→ **Texte extrait**:
Chanter

Une cigale à Porquerolles

Je me demande si les humains ont commencé à parler, ou bien à chanter, bercer, psalmodier, mais je parierais bien que c’est le chant et la berceuse, le murmure accompagnant la caresse qui furent premiers, comme est premier le chant des cigales d’ici.

On parle pour communiquer une information, une connaissance, un savoir, mais on se fait d’abord entendre pour exprimer sa présence et son énergie, babiller, crier, indiquer qu’on est là et qu’on se porte bien (ou mal le cas échéant) ; qu’on est là avec ceux qui sont là, présent au monde et aux autres. La voix est un appendice avancé du toucher, l’annonce d’une caresse ou d’un coup, de l’embrassement des corps ou de leur lutte prochaine.

À Porquerolles, les cigales chantent, cymbalisent plutôt. À peine le soleil du matin les a-t-il touchées qu’elles chantent jusqu’au soir venu. Ce sont les mâles qui signalent ainsi aux femelles qu’ils sont là, qui font acte de présence.

Sans doute les cigales ont-elles mauvaise vue. À les observer se cogner partout des lors qu’elles prennent leur envol, cela paraît probable. C’est probablement pourquoi les mâles ont besoin de chanter pour faire savoir qu’ils sont là, prêts à faire leur devoir de mâle.

→ **Consigne**:
Poursuivez le texte ci-dessus sur le chant et les cigales de Porquerolles, en reprenant juste après sa dernière phrase.

→ **Données enregistrées**:
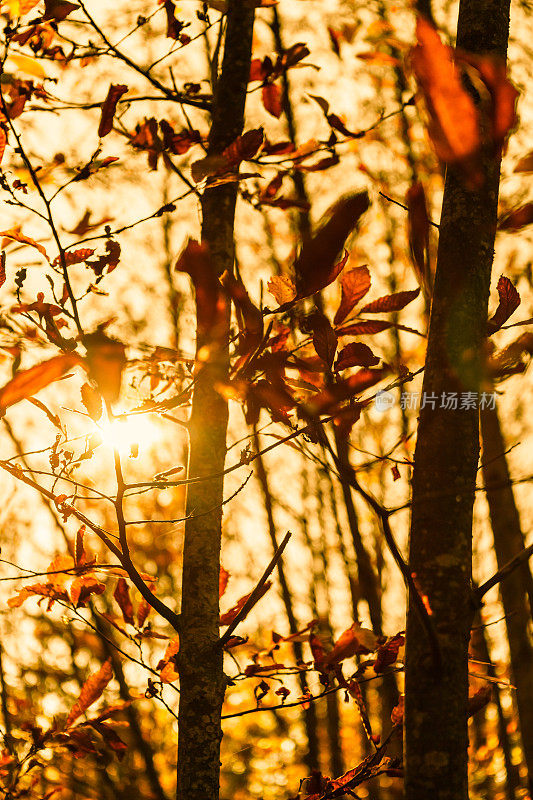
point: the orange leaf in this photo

→ **Réponse proposée**:
Nous autres humains, qui avons bonne vue, n’avons pas ce besoin là. Et pourtant nous aussi chantons, chantonnons, sifflons et parlons pour nous faire entendre de nos semblables, pour nous manifester, même lorsque nous n’avons rien de particulier à communiquer. Nous aimons faire savoir que nous sommes là, même lorsque cette présence est évidente.

La voix a une autre utilité, que l’exemple des cigales aide aussi à comprendre, même s’il s’agit sans doute en l’occurrence d’anthropomorphisme : elle permet d’exprimer, au sens premier de l’évacuation, le trop-plein d’émotion, et d’éviter qu’il ne nous submerge et ne nous tétanise. Nous chantons moins pour passer le temps que nous ne le faisons pour évacuer notre bonheur et notre peine.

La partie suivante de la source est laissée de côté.